Your task:
Character for character, give back every line below.

Listed records:
::::
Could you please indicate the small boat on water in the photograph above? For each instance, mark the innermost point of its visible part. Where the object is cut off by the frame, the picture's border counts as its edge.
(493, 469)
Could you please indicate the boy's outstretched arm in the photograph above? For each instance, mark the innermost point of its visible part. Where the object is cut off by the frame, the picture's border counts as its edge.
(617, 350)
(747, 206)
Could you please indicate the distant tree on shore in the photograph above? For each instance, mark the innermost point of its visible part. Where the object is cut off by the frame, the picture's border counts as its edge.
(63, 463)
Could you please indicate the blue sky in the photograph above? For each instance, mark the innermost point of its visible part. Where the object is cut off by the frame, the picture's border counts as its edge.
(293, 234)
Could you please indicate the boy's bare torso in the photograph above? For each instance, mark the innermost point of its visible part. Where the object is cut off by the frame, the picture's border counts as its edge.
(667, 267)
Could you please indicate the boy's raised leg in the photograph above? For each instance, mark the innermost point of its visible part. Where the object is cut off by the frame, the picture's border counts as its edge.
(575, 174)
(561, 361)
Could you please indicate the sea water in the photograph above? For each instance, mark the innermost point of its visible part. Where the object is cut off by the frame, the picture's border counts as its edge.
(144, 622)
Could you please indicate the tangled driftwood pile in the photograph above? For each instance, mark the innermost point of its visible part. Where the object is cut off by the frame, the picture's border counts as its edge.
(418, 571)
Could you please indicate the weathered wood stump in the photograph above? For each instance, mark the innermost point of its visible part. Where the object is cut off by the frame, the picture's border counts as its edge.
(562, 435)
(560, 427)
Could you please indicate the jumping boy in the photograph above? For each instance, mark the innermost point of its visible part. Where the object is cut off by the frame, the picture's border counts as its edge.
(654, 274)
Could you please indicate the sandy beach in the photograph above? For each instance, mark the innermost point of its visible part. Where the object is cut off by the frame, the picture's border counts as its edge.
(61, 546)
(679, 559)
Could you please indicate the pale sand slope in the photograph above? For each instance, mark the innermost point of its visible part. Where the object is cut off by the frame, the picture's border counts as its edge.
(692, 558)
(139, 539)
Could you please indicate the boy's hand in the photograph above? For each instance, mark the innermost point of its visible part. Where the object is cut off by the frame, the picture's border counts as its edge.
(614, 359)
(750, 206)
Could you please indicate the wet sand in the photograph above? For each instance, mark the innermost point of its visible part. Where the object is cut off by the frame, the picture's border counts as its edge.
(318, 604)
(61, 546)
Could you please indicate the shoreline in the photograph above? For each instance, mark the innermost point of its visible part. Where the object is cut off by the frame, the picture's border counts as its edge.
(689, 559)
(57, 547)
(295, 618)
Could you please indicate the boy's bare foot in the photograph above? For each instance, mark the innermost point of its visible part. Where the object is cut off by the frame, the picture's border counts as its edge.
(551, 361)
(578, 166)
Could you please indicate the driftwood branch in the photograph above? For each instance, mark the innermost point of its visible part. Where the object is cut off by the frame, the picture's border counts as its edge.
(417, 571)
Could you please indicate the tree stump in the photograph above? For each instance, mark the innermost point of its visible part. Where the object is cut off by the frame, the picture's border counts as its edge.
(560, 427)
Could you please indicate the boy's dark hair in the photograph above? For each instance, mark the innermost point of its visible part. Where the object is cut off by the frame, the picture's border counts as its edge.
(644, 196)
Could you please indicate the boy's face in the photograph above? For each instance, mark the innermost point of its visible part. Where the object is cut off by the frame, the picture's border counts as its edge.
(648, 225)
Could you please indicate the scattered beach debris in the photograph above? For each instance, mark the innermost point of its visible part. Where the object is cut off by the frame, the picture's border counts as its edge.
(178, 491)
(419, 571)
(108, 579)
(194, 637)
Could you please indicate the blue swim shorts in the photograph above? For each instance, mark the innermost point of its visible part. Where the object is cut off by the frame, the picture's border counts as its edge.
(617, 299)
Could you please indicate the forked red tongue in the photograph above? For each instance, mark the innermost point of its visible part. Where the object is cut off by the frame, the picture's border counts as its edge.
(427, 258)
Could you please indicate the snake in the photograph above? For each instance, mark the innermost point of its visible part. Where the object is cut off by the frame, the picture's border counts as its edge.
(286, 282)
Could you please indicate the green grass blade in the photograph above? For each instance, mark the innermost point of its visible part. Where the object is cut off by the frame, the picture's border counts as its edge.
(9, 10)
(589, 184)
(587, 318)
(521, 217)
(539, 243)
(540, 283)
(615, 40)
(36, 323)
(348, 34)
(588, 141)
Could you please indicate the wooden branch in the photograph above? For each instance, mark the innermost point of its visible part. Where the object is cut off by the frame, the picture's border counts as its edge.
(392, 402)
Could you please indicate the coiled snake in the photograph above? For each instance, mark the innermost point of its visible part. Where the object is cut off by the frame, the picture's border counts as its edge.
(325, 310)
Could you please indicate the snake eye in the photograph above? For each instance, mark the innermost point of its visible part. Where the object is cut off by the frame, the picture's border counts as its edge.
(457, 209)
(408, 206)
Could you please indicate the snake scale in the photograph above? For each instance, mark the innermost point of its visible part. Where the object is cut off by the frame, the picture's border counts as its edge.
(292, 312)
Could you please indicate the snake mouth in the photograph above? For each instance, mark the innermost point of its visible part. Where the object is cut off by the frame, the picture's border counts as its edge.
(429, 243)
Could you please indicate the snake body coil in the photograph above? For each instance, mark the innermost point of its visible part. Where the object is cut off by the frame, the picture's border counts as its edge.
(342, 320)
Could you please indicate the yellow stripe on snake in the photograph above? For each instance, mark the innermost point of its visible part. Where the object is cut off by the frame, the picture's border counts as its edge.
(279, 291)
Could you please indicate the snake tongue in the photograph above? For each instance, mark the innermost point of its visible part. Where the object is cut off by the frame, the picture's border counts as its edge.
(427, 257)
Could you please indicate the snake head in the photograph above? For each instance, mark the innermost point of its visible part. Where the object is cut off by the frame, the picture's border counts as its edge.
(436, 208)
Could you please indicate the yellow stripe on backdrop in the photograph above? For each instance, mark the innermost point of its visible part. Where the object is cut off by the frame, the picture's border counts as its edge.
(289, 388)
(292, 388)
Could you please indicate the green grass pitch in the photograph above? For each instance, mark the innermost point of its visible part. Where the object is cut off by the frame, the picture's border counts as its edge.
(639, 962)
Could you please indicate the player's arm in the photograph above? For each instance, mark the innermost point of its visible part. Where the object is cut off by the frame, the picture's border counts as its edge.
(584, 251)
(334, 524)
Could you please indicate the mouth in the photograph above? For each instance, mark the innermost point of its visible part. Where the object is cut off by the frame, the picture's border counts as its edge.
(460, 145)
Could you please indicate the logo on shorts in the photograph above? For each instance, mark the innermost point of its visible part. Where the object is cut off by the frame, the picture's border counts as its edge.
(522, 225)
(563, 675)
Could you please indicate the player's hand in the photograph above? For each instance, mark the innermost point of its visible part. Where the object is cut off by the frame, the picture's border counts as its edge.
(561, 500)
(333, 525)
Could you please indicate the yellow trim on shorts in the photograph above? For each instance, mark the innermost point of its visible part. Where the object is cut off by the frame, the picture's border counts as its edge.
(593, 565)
::::
Solution to the problem:
Could you please indicate the small boat on water in the photograph above? For each instance, mark the innermost point of its visible part. Where the object is cut off by the frame, the picture's border counts as its edge.
(493, 469)
Could you please indicate the boy's outstretched arm in the photograph above? For each instance, mark the innermost point of its visible part. Where the object is cut off by the frame, the picture's border counts as its edge.
(617, 350)
(747, 206)
Could you please indicate the distant tree on shore in the photograph above? For each instance, mark the innermost point of its visible part. Where the object is cut off by the frame, the picture's border counts as its edge.
(63, 463)
Could you please indicate the blue sky in the photograph above? For each instance, mark the innermost point of its visible part. Where the object is cut off by the frame, the picture's border counts as its edge.
(293, 234)
Could you please indicate the boy's bare torso in the photograph above? For each instance, mark the innermost point of its visible part. Where the object is cut off by the frame, the picture's border counts as its edge.
(667, 267)
Could you please indicate the boy's raised leg in the photograph above? For each instance, mark the innermost point of its visible part. Where the object is cut off by the frame, the picture's border counts as its edge.
(575, 174)
(561, 361)
Could you please indicate the sea water in the photograph above? For each instance, mark the innermost point of its visible part. Where the object is cut off by the frame, the picture's border counts as its edge.
(144, 622)
Could you please indicate the tangled driftwood pile in the photograph above? For each instance, mark the innermost point of its visible part. Where the object is cut off by the frame, the picture's border counts as its edge.
(418, 571)
Could you please indicate the weathered wood stump in the photograph above? For each instance, mark the innermost point of its visible part. Where the object is cut off by the frame, the picture's border counts as its edge.
(562, 435)
(560, 427)
Could you please indicate the jumping boy in the photograph above? For each instance, mark the innermost point of its visible part. Where the object is cut off by the frame, the picture's border counts as its edge.
(654, 274)
Could you please indicate the sandy beach in the photograph above? For each instance, mark the innermost point of its visible part. Where the object is cut off by the frame, the picture's border counts as its edge.
(61, 546)
(679, 559)
Could you please indicate the pale sand slope in the photograph above? For each instance, mark the innermost point of its visible part. Where the object is cut off by the frame, the picture's border counts as its edge.
(692, 558)
(139, 539)
Could you please indicate the boy's hand in the photograph above? For each instance, mark the innermost point of its visible part. Where the object is cut off by the frame, the picture's border counts as its edge.
(614, 359)
(750, 206)
Could you please indicate the wet sand in the photograph above? For each instance, mark the innermost point of its visible part. Where the object is cut off by the frame, the picture's border counts as its edge.
(318, 604)
(61, 546)
Could you please indicate the shoreline in the photograph above? For each instance, mark the innermost point of its visible part. Where the object is cut off by the frame, the picture's border counts as its edge.
(689, 559)
(57, 547)
(295, 618)
Could you please indicate the boy's bare foot in the photograph above? For each instance, mark the innermost point of its visible part. Where the object is cut off by the frame, the picture's border counts as its edge.
(551, 361)
(578, 166)
Could you please indicate the driftwood branch in the photograph above? For each instance, mark the innermost point of its visible part. Where the object is cut off by the frame, the picture's border counts as its edge.
(417, 571)
Could you please indicate the tree stump in the photograph above? For each instance, mark the innermost point of its visible part. Where the object is cut off by the frame, the picture's border counts as its edge.
(560, 427)
Could you please indicate the boy's dark hair in the photograph above? For each instance, mark the innermost point of its visible part. Where the object is cut off by the frame, the picture's border counts as its edge.
(644, 196)
Could you please indicate the boy's face in the photograph above? For each instance, mark the innermost point of its visible part. Where the object is cut off by the frame, the picture's border counts as its edge.
(648, 225)
Could you please indicate the scattered beach debris in the photograph above? For each instance, mark the innermost point of its visible part. Where the object is cut off by the frame, the picture's border counts as its edge.
(178, 491)
(419, 571)
(108, 579)
(194, 637)
Could you please indicate the blue swim shorts in the photograph above? For each instance, mark the innermost point of its visible part. Where the object is cut off by the frame, the picture's border counts as its edge.
(617, 299)
Could you please indicate the forked red tongue in the photograph above? For each instance, mark the innermost point of its visible part. Where the object is cut off by the frame, the picture's border counts as its edge.
(427, 258)
Could you please indicate the snake in the photograph above? For each instance, mark the innermost point of its visible part. Where the object is cut off by the frame, the picture's border counts as its edge.
(286, 282)
Could you please indicate the green grass blade in the photograph above? For each instance, mark the innermost point of its visible part. Where the object is cut off by the frame, the picture's border counts as its edge.
(9, 10)
(589, 184)
(587, 318)
(521, 217)
(539, 243)
(540, 283)
(615, 40)
(36, 323)
(348, 34)
(588, 141)
Could you please indicate the wooden branch in the photograph above? For each instance, mark the innermost point of its visible part. Where the object is cut off by the frame, the picture's border counts as its edge.
(392, 402)
Could you please indicate the coiled snake in the photograph above? For each instance, mark the innermost point of its visible part. Where the object is cut off by the frame, the picture's border counts as its edge.
(325, 310)
Could you please indicate the snake eye in the photograph above? For each instance, mark the innermost point of its visible part. Where the object is cut off by the frame, the picture's border counts as its edge.
(457, 209)
(408, 206)
Could you please indicate the snake scale in the photograph above? For each instance, mark the innermost point of its visible part. Where the object is cut off by the frame, the picture's border counts as its edge.
(292, 312)
Could you please indicate the snake mouth in the photograph above? For each instance, mark the innermost point of its visible part. Where the object is cut off by the frame, the picture's border counts as its edge.
(429, 243)
Could you please indicate the snake body coil in the photograph above? For each instance, mark the innermost point of its visible part. Where the object is cut off by the frame, the picture's border counts as its edge.
(342, 320)
Could you please indicate the yellow stripe on snake in the photograph above? For each instance, mark the innermost point of its visible part. Where the object is cut off by the frame, the picture's border counts as its edge.
(279, 291)
Could you please indicate the snake tongue in the photograph above? For each instance, mark the innermost point of its visible part. Where the object is cut off by the frame, the picture's border counts as its edge.
(427, 257)
Could you please indicate the snake head in the photograph above? For each instance, mark the innermost point of its visible part. Where the object is cut off by the frame, the picture's border counts as its edge.
(436, 208)
Could you please indicate the yellow stripe on backdrop in the photograph above? For each instance, mark the innermost point of its visible part. Where the object is cut off by the frame, the picture's border counts as its edge.
(289, 388)
(292, 388)
Could you please indicate the green grass pitch in the photograph above? For each instance, mark the innermost point of its visible part. Where the object is cut off by the frame, the picture's border counts as its edge.
(639, 962)
Could you please indicate the player's arm in the photograph above? For each instance, mark the innermost point of its visible part. Where the object is cut off by the frame, the picture's border counts as its edge.
(584, 251)
(334, 524)
Could you please indicate the mouth in the photograph above? For each instance, mark the innermost point of its visible part. Where the object is cut off by the frame, the picture's border counts as its edge.
(460, 145)
Could you please indicate the logo on shorts in the photograph above? For each instance, mark the innermost point of its visible part. Where the object is cut off by the frame, the picture's border counts as its edge.
(522, 225)
(563, 675)
Could you please indicate the player's hand in the photograph above? For each instance, mark the innermost point of its visible part. Where the object is cut off by the frame, the picture's border counts as its edge.
(561, 500)
(333, 525)
Could you please indicate the yellow trim on shorts in the photograph above? For each instance, mark the innermost point of its visible part. Where the object is cut off by the frame, the picture's border counts as its edge.
(593, 565)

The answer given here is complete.